Text passage |
○ ○ ○ ○ ○ ○ ○
March 2017 Issue
March 01, 2017

'Tomorrow it could be you. Or me. Any of us. All of us.'

Author: by Richard Ognibene, Fairport EA member
Source: NYSUT United

The following is excerpted from a Facebook post written by Richard Ognibene, Fairport EA member and 2008 NYS Teacher of the Year. Read the full text on the blog at nysut.org.

I met today with T. and M., a Muslim refugee and a Mexican immigrant, respectively ... They are part of my extended family of former students.

T. is from Afghanistan. His family fled persecution from the Taliban. T. didn't learn English until he entered kindergarten; Farsi was spoken at home. His father has significant health issues that required T. to assume more family responsibilities. M. is from Mexico. He came to America because his father's job required the family to relocate. He was an adolescent when he arrived so the new language was tough to master. ...

When they came to America, T. and M. faced the normal challenges of immigrants: new language, new foods, new customs. They also dealt with the indignities, stereotypes and slurs immigrants and refugees always face. With slight variation, these were the same challenges, stereotypes and slurs my great-grandparents faced when they arrived from Italy in the early 20th century.

Despite these challenges T. and M. have thrived. They are active in myriad school activities and have been accepted into college. ... They are loved and respected by teachers and students.

When President Trump announced his intentions to build a wall along the Mexican border and to ban immigrants from seven predominantly Muslim countries I wept. I know that for the foreseeable future, T. and M. will be looked at with suspicion, will be looked at as "other," will be looked at as less worthy, all because a political leader wants to score easy points with his base. ...

When one looks historically at efforts to dehumanize large groups of people — slavery, bigotry toward Irish and Italian immigrants in the early 20th century, the internment of Japanese during WWII, anti-Semitism in all of its ugly forms, prejudice toward LGBTQ people, etc. — those in favor of restrictions and bigotry always look bad in the end. ALWAYS. ...
○ ○ ○ ○ ○ ○ ○
Problem A | In the essay about two former students, rewrite the paragraph beginning "When they came to America" as a short bulleted list that keeps its main facts.
Problem B | According to the essay about two former students, why was English hard for M. to master? Answer in one to three sentences.
Problem C | Carry on the essay about two former students from its last sentence, in the same voice.
○ ○ ○ ○ ○ ○ ○
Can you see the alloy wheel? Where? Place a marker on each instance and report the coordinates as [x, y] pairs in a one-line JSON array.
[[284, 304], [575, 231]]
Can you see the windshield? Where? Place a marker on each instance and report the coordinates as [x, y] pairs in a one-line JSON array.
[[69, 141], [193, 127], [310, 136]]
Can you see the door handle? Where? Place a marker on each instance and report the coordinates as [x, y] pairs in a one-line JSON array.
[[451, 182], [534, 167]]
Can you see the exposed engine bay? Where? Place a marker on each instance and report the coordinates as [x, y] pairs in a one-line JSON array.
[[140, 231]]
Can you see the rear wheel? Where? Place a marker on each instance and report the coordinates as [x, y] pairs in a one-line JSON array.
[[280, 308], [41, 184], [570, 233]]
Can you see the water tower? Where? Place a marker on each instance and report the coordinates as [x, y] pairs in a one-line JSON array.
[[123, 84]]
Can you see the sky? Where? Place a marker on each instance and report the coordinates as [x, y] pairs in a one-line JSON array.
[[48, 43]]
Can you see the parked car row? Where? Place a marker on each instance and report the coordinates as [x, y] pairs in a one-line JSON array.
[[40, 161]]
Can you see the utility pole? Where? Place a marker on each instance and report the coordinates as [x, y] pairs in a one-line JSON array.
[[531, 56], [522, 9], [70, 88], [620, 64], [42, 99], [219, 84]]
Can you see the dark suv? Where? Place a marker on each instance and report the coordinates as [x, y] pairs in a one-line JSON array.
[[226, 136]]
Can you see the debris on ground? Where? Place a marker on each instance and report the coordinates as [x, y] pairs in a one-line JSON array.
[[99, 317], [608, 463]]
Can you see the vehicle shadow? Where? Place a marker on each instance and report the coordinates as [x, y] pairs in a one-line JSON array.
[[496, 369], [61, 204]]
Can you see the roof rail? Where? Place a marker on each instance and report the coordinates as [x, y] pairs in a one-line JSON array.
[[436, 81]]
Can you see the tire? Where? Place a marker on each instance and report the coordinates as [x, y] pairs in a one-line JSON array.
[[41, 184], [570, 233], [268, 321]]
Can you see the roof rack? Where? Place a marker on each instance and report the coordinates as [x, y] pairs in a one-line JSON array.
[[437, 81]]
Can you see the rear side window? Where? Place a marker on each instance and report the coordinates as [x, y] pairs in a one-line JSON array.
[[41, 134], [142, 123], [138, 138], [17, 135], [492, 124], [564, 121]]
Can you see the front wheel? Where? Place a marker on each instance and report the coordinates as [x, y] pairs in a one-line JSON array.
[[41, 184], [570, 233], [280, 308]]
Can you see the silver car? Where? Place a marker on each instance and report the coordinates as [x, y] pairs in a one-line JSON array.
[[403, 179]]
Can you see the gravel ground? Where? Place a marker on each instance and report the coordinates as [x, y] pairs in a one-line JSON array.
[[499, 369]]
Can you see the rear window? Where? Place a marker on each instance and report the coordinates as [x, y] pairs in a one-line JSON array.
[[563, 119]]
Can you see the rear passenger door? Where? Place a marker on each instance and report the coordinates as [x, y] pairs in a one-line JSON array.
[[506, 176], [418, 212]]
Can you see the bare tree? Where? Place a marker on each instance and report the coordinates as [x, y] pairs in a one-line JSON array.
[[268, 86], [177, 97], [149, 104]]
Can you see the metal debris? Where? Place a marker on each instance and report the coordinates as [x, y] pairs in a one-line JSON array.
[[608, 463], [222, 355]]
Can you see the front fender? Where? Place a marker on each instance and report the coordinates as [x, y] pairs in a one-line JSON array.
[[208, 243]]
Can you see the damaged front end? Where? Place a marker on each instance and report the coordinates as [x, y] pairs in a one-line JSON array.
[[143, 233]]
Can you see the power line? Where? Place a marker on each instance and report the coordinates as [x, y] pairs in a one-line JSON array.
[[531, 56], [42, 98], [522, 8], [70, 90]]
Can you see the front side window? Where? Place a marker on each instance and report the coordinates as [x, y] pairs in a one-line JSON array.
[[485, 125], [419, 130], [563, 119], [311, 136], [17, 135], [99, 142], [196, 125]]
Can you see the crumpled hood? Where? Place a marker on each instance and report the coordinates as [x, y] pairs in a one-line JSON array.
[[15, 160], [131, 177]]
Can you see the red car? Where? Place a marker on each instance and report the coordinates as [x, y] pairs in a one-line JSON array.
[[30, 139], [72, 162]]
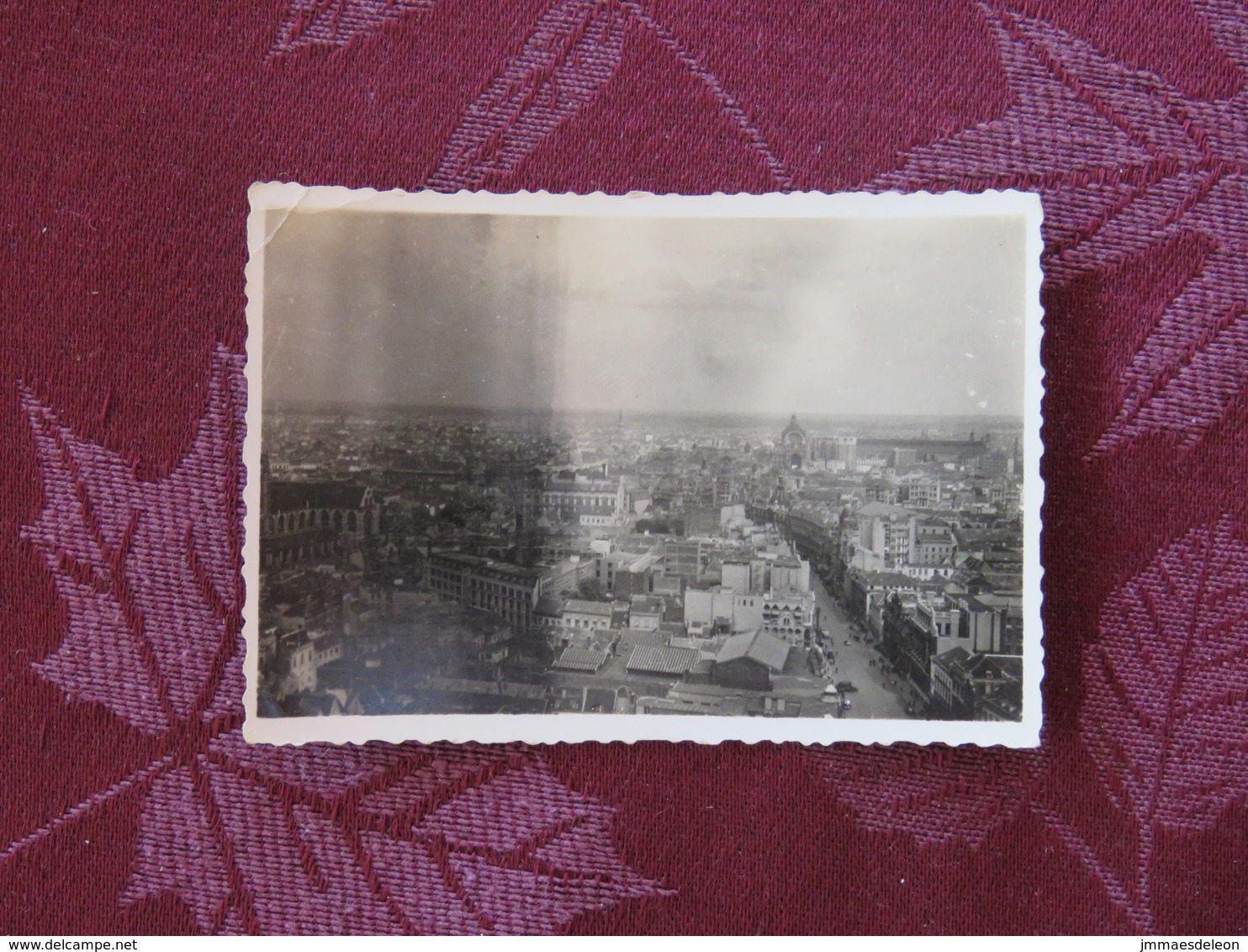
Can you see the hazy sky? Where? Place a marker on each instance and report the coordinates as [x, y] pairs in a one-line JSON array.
○ ○ ○ ○ ○ ○ ○
Reply A |
- On arriving in America, T. and M. faced the usual immigrant challenges: a new language, new foods and new customs.
- They also faced the indignities, stereotypes and slurs that immigrants and refugees always face.
- These were, with slight variation, the same challenges, stereotypes and slurs the writer's great-grandparents faced when they came from Italy in the early 20th century.

Reply B | M. was already an adolescent when he arrived in America, so the new language was tough for him to master.

Reply C |
The root ... is always the same: fear. Fear does bad things to us. It kills our empathy. There are many historic examples of this phenomenon, but I shall choose one that hits close to home.

I came out as a gay man at age 22 and I remember similarly awful, restrictive policies being proposed toward people with AIDS at that time. It was a new disease, it was scary beyond words, and some politicians were suggesting draconian measures — that we quarantine our brothers and sisters with AIDS, issue identity cards for those who were HIV positive, and — wait for it — use tattoos to identify said people. All of us in the gay community, regardless of health status, were viewed by less enlightened people with suspicion and distrust. ...
Today it's Mexicans or Muslims from select countries. These arbitrary restrictions seem perfectly reasonable to those who are neither. But tomorrow it could be you. Or me. Any of us. All of us. ...

Fifty years from now, perhaps sooner, people will look back at this time and ask one of two questions:

1. How did Americans let these horrible things occur?

2. How did Americans resist the fear and bigotry of its leader in order to reclaim its position as a beacon of hope in the world?

For T., M., and many others, we need to join hands, work hard, and make sure it's the latter.